Record set:
..............................
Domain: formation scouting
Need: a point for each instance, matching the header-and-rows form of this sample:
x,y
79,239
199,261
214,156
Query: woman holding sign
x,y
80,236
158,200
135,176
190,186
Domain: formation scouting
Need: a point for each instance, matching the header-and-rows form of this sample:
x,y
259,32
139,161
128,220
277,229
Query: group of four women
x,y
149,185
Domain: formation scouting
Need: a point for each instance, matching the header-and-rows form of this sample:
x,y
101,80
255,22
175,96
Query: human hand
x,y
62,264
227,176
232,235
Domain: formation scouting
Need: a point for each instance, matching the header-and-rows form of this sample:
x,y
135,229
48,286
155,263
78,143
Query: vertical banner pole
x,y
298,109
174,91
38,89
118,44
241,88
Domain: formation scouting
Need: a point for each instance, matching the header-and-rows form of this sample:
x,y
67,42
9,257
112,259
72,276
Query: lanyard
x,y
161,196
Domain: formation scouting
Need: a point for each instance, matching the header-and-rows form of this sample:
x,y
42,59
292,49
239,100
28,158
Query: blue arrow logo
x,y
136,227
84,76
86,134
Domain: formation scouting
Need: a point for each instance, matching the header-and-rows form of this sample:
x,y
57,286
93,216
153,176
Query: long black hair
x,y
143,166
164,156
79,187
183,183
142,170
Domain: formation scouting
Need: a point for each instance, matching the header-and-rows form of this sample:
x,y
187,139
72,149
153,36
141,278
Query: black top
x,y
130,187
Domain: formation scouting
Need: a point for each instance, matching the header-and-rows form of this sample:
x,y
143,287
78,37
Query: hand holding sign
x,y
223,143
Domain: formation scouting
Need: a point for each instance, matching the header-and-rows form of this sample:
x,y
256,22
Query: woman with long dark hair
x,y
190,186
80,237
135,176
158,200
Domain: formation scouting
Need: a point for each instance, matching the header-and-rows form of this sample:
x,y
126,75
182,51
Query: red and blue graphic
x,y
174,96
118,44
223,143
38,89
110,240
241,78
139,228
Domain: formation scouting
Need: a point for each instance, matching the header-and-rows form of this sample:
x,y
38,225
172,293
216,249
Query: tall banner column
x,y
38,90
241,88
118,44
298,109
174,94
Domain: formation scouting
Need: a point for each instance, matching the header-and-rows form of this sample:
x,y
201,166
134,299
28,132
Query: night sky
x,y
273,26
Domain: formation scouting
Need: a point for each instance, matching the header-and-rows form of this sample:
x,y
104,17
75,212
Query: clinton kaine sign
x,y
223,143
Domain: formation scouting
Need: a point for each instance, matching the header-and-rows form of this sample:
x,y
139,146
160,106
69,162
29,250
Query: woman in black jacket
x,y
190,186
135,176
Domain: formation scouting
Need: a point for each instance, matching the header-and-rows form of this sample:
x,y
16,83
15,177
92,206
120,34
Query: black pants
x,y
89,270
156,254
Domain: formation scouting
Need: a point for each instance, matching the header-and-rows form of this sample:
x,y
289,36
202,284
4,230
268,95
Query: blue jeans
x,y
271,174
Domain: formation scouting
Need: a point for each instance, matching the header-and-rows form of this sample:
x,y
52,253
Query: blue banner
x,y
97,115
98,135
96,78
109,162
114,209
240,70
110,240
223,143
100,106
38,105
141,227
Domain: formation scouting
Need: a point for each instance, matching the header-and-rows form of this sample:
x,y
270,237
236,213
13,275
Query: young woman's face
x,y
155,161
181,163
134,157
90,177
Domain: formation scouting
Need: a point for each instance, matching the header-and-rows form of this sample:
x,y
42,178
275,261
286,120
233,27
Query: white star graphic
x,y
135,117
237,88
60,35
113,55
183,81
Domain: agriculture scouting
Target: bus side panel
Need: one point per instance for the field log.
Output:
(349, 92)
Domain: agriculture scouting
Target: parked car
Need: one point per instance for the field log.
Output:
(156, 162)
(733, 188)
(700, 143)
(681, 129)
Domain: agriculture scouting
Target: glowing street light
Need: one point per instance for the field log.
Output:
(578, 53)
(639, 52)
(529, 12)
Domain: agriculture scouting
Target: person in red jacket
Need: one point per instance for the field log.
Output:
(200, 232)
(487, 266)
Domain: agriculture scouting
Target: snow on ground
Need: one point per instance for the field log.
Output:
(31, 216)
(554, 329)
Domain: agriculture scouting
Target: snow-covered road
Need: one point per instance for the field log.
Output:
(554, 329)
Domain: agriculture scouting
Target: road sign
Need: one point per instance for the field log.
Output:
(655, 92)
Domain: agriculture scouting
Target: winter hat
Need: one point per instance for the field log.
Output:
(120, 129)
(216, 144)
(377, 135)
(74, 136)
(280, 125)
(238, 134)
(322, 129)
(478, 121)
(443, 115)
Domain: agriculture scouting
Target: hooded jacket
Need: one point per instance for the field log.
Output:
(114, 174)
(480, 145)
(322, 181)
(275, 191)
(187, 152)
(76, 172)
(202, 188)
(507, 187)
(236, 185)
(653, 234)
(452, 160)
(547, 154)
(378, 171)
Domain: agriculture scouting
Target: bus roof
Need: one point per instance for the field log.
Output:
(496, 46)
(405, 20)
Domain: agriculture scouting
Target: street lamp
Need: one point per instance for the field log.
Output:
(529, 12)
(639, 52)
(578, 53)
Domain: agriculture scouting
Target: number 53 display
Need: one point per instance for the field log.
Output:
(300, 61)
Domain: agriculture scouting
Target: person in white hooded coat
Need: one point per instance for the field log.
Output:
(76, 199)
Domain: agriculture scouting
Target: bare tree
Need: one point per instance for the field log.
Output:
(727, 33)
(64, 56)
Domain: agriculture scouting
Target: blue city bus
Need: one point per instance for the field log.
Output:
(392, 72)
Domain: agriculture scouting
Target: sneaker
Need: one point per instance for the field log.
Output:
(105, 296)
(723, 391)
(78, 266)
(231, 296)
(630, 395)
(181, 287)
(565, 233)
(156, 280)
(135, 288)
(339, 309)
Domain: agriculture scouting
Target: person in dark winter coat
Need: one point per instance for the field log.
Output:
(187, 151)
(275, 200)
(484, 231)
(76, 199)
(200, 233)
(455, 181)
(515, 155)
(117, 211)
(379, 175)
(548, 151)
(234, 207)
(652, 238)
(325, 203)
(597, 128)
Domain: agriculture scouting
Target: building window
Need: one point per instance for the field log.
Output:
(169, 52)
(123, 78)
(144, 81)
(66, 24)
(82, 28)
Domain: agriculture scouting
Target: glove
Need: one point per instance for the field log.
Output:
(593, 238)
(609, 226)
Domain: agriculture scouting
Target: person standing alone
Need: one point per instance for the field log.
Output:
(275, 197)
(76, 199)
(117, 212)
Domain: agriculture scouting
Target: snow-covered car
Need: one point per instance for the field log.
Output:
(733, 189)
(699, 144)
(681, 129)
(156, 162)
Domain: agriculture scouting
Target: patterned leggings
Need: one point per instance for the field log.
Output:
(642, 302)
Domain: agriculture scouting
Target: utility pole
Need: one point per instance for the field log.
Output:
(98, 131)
..............................
Problem to work on: Your answer should be every entry above, repeated exactly.

Written reply:
Domain: formation scouting
Need: a point for each instance, matching the header-and-rows form of this sample:
x,y
79,239
199,261
214,156
Query: woman holding sign
x,y
80,236
158,200
135,176
190,186
Domain: formation scouting
Need: a point for each instance, matching the header-and-rows form of this sample:
x,y
259,32
139,161
128,220
277,229
Query: group of four women
x,y
149,185
Domain: formation scouting
Need: a point for each instance, matching the header-and-rows form of this sample:
x,y
101,80
255,22
175,96
Query: human hand
x,y
62,264
227,176
232,235
Domain: formation scouting
Need: a point for each instance, matching the header-and-rows form of this sample:
x,y
135,229
48,286
155,263
78,143
Query: vertical banner pole
x,y
298,109
174,91
38,89
118,44
241,88
Domain: formation scouting
Need: a point for each instance, matching the header-and-rows form of this sample:
x,y
67,42
9,257
112,259
72,276
Query: lanyard
x,y
161,196
Domain: formation scouting
Need: a point for each instance, matching the header-and-rows form of this sample:
x,y
42,59
292,49
239,100
28,158
Query: blue arrow logo
x,y
136,227
84,76
86,134
Domain: formation scouting
Need: a point for each instance, matching the header-and-rows form of this sample:
x,y
57,286
93,216
153,176
Query: long black hair
x,y
143,166
164,156
79,187
183,183
142,170
Domain: formation scouting
Need: a point for each instance, matching the header-and-rows form of this sample:
x,y
187,139
72,149
153,36
141,278
Query: black top
x,y
130,187
Domain: formation scouting
Need: a point for each instance, matching the header-and-rows form of this sample:
x,y
143,287
78,37
Query: hand holding sign
x,y
223,143
Domain: formation scouting
Need: a point for each instance, matching the header-and-rows form of this sample:
x,y
256,22
Query: woman with long dark hair
x,y
190,186
80,237
135,176
158,200
Domain: formation scouting
Need: a point for each instance, matching the header-and-rows form of this sample:
x,y
126,75
182,51
Query: red and blue graphic
x,y
174,96
118,44
223,143
38,89
110,240
241,78
139,228
Domain: formation scouting
Need: a point for each instance, matching the header-and-rows form of this sample:
x,y
38,225
172,293
216,249
Query: tall banner column
x,y
38,90
241,88
118,44
298,109
174,94
Domain: formation scouting
Need: a point for each instance, matching the header-and-rows form of this sample:
x,y
201,166
134,299
28,132
Query: night sky
x,y
273,26
Domain: formation scouting
Need: a point for each instance, matching the header-and-rows form of this sample:
x,y
104,17
75,212
Query: clinton kaine sign
x,y
223,143
Domain: formation scouting
Need: a point for each instance, matching the header-and-rows form of this sample:
x,y
139,146
160,106
69,162
29,250
Query: woman in black jacket
x,y
190,186
135,176
Domain: formation scouting
Need: a point for each instance, matching the header-and-rows form of this sample:
x,y
16,83
15,177
92,206
120,34
Query: black pants
x,y
89,270
156,254
Domain: formation scouting
Need: a point for each instance, matching the header-and-rows form of this sample:
x,y
289,36
202,284
4,230
268,95
Query: blue jeans
x,y
271,174
Domain: formation scouting
Need: a point for each instance, matching the header-and-rows form of this sample:
x,y
52,253
Query: blue banner
x,y
97,115
98,135
96,78
109,162
114,209
240,70
110,240
223,143
100,106
38,105
141,227
Domain: formation scouting
Need: a point for each instance, matching the header-and-rows form of this sample:
x,y
270,237
236,213
13,275
Query: young woman's face
x,y
155,161
181,163
134,157
90,177
Domain: formation scouting
Need: a point for each instance, matching the header-and-rows form of this sample:
x,y
42,178
275,261
286,120
233,27
Query: white star graphic
x,y
135,117
237,88
60,35
113,55
183,81
Domain: agriculture scouting
Target: bus side panel
Need: one point per instance for the field log.
Output:
(349, 92)
Domain: agriculture scouting
Target: parked car
Need: one point per instance for the field log.
Output:
(156, 162)
(733, 188)
(700, 143)
(681, 129)
Domain: agriculture scouting
Target: glowing street light
Need: one point per instance for the field log.
Output:
(578, 53)
(639, 52)
(529, 12)
Domain: agriculture scouting
Target: person in red jacket
Need: one point per instance for the field log.
Output:
(200, 232)
(487, 266)
Domain: agriculture scouting
Target: snow on ground
Need: one point per instance for the field log.
Output:
(31, 216)
(554, 329)
Domain: agriculture scouting
Target: snow-covered road
Need: one point per instance for the field log.
Output:
(554, 329)
Domain: agriculture scouting
Target: road sign
Need: one point per instance for the field log.
Output:
(655, 92)
Domain: agriculture scouting
Target: winter hat
Need: one point per instance for the field log.
Output:
(120, 129)
(216, 144)
(377, 135)
(74, 136)
(280, 125)
(238, 134)
(322, 129)
(478, 121)
(443, 115)
Domain: agriculture scouting
Target: hooded jacket
Need: one point per instance for the field log.
Output:
(114, 174)
(480, 145)
(322, 181)
(275, 191)
(187, 152)
(76, 172)
(202, 188)
(507, 187)
(236, 185)
(653, 234)
(452, 160)
(547, 154)
(378, 171)
Domain: agriculture scouting
Target: bus roof
Need: one point per instance for the field log.
Output:
(496, 46)
(405, 20)
Domain: agriculture scouting
Target: street lamp
Need: one point per instance for the field log.
Output:
(529, 12)
(639, 52)
(578, 53)
Domain: agriculture scouting
Target: number 53 display
Need: one point per instance for the field log.
Output:
(300, 61)
Domain: agriculture scouting
Target: person in white hooded coat
Need: one point per instance for the field log.
Output:
(76, 199)
Domain: agriculture scouting
Target: bare tree
Need: one point per instance for the field log.
Output:
(727, 33)
(64, 56)
Domain: agriculture scouting
Target: blue city bus
Need: one point per instance for the field log.
Output:
(392, 72)
Domain: agriculture scouting
Target: sneaker
Need: one point per instance for the field log.
Output:
(105, 296)
(723, 391)
(78, 266)
(231, 296)
(630, 395)
(181, 287)
(565, 233)
(156, 280)
(135, 288)
(339, 309)
Domain: agriculture scouting
Target: person in dark winter coat
Need: one point per instance for the field log.
Output:
(187, 151)
(275, 200)
(484, 231)
(76, 199)
(200, 233)
(455, 181)
(515, 155)
(117, 211)
(379, 175)
(548, 151)
(234, 207)
(652, 238)
(325, 203)
(597, 128)
Domain: agriculture scouting
Target: building window
Need: one point per instance for the field log.
Output:
(169, 52)
(123, 78)
(144, 81)
(66, 24)
(82, 28)
Domain: agriculture scouting
Target: glove
Need: one point per instance for the field log.
Output:
(593, 238)
(609, 226)
Domain: agriculture scouting
Target: person standing alone
Need: one point per instance for the field log.
Output:
(275, 197)
(76, 199)
(117, 212)
Domain: agriculture scouting
Target: snow-covered car
Need: one point per instance for the field log.
Output:
(733, 189)
(699, 144)
(681, 129)
(156, 162)
Domain: agriculture scouting
Target: patterned leggings
Need: one point per instance for the field log.
Output:
(642, 302)
Domain: agriculture scouting
Target: utility pole
Need: one point per instance for the field log.
Output:
(98, 131)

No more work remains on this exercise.